■ **Problem to work on**: Set down the data again word for word. Skip any pictures.
######
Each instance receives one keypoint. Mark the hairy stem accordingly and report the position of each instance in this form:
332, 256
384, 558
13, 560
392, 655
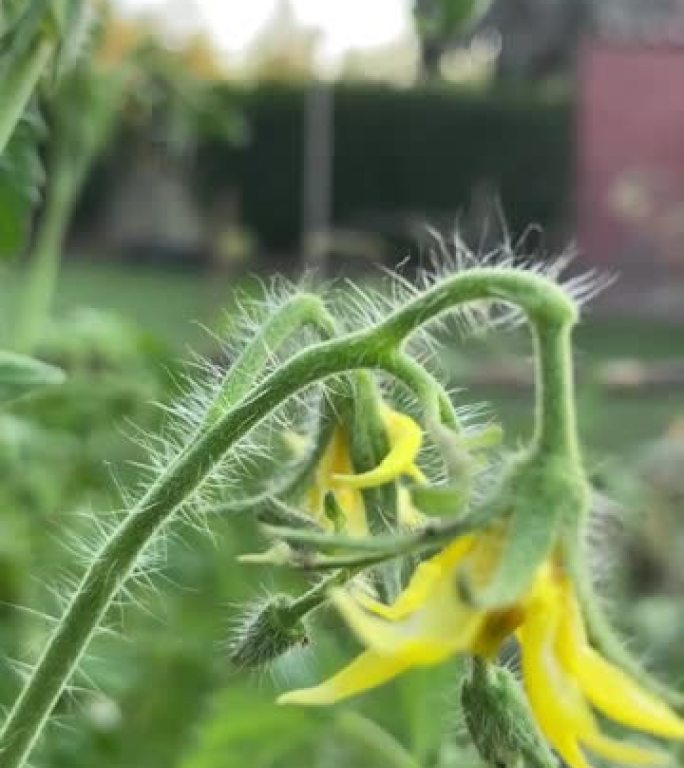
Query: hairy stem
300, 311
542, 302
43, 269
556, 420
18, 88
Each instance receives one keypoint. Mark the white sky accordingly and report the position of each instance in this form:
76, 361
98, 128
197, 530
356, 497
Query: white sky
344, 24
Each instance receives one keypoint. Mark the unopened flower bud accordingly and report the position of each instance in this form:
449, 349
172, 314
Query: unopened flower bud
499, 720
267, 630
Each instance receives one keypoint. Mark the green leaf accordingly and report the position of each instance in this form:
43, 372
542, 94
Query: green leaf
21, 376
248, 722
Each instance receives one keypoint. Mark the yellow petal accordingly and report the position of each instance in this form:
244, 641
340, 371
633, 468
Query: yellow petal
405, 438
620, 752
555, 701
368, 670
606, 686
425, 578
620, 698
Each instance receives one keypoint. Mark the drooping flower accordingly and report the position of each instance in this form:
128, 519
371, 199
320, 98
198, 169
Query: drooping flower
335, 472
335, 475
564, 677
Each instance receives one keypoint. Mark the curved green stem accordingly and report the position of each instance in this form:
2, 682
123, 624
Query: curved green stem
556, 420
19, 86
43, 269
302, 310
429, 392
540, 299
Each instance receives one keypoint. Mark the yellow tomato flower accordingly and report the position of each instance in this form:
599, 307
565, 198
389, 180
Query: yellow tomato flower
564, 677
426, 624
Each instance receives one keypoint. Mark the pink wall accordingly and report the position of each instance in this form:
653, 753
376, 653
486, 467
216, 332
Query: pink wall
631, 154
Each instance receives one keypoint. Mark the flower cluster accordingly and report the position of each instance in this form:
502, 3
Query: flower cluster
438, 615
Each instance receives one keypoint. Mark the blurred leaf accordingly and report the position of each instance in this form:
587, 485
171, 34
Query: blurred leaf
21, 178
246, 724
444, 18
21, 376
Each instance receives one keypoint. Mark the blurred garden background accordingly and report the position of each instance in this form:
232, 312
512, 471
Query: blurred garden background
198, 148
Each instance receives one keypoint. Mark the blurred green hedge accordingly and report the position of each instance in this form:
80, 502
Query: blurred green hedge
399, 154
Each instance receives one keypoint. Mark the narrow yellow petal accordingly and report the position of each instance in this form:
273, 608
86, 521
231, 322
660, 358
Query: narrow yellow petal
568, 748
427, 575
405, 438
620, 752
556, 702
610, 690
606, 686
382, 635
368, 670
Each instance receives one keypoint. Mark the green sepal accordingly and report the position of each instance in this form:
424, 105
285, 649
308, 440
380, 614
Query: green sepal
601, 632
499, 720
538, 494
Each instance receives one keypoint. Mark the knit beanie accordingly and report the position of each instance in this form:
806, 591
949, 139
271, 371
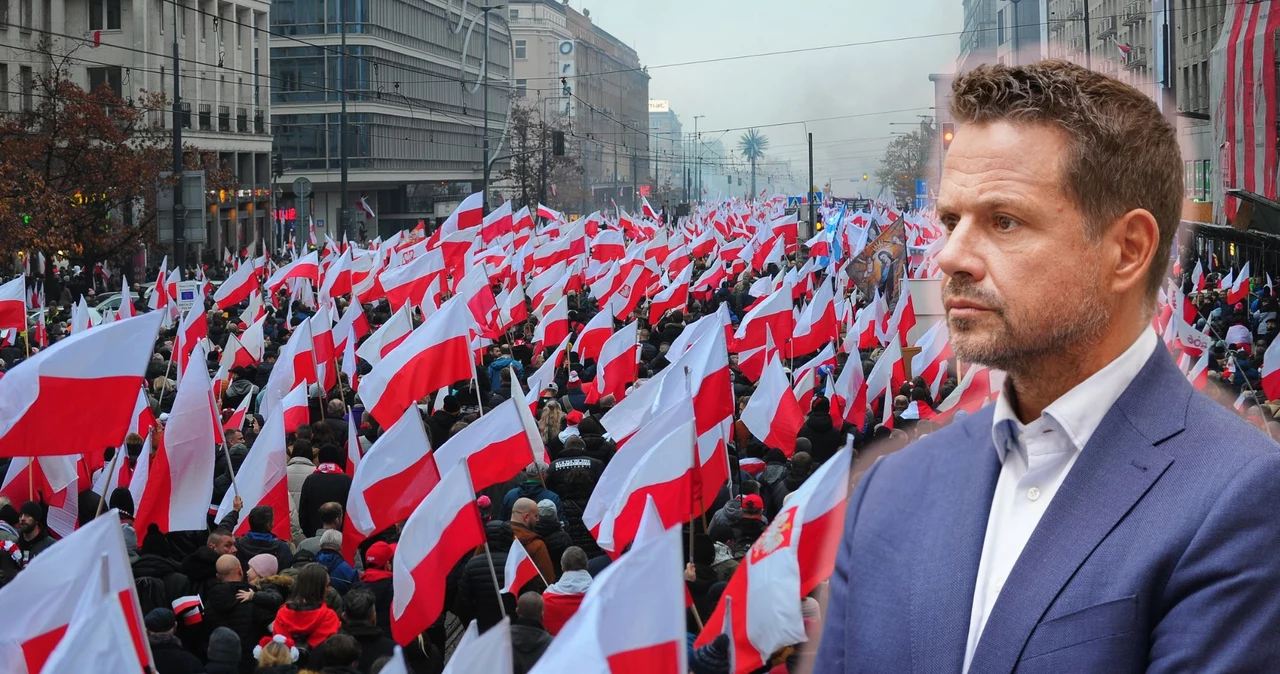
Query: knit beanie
######
■ **Written answer**:
Each instance receives one keypoint. Mark the hairy stem accordingly and report the position of each instance in this form:
332, 256
384, 558
13, 560
392, 655
Query: hairy stem
300, 311
542, 302
43, 269
556, 420
18, 88
Each instance receives one keypoint. Mark the white sky accordingly and report the position of each instance in this form:
76, 361
98, 128
197, 530
356, 497
Query: white sky
344, 24
Each instance receives one keypoint. Mark the unopened flower bud accordingly and report the position of each instance in this form:
449, 349
172, 314
Query: unopened flower bud
499, 720
267, 630
Each instance receives one keypoint. Mark the green leaf accordingly and report the position of each instance in this form:
43, 372
542, 94
Query: green leaf
21, 376
248, 722
Each instance receives one keypoint. Mark the yellow petal accordingly and report the position of each instance in this form:
244, 641
340, 371
633, 468
Query: yellow petal
405, 438
620, 752
555, 701
368, 670
606, 686
425, 578
620, 698
Each instance receives one keypoint. Mark the drooping flower accordingly and report the position of each instance in this form:
128, 519
371, 199
320, 98
198, 169
Query: drooping flower
335, 472
335, 475
564, 677
Each instance receives one keypoint. Mark the curved green stem accordingly and report the position of each instance in this form:
2, 682
123, 624
Query: curved green stem
556, 420
19, 86
43, 269
302, 310
429, 392
540, 299
Each instance receives one keypoint. Mark the yellow tomato flower accordingly and report the position of each instance in this form:
599, 307
565, 198
389, 180
Query: yellow tomato flower
564, 677
426, 624
Each instance receives one keypoint. Mark the pink wall accordingly and report the position of each instance in this form:
653, 753
376, 653
486, 467
216, 332
Query: pink wall
631, 154
Each instance receives one keypoint. Mark the flower cluster accordingly and report the position of each instance in this form:
502, 3
Query: flower cluster
438, 615
Each instance receives one keypoint. Mark the blurred leaf accordingly and report the position of each instance in this form:
587, 485
171, 34
Query: blurred leaf
21, 178
246, 724
444, 18
21, 376
Each instance receives one keypoint. Mark the blurred garden background accordingly and report the position of each instance in this form:
232, 312
512, 471
Query: blurred garden background
198, 148
Each instance receives one keypoint. Mark the blurred green hedge accordingly and report the position of each instance in this form:
80, 502
Query: blurred green hedge
399, 154
Each instance receives one keypoint. Mark the narrow yellow petal accordingly and report the position of each instance in this form:
273, 608
86, 521
231, 322
660, 358
Query: narrow yellow petal
568, 748
427, 575
405, 438
620, 752
556, 702
610, 690
606, 686
382, 635
368, 670
Each instance receives one keypoint. Mark the green sepal accordingly and report the position of each instance in this form:
424, 105
285, 649
308, 440
380, 614
Query: green sepal
601, 632
499, 720
538, 494
Each instance receives one keypoint. Mark the knit beanie accordingly and report the position of each instance in this form:
806, 591
949, 139
271, 371
Query: knit beanie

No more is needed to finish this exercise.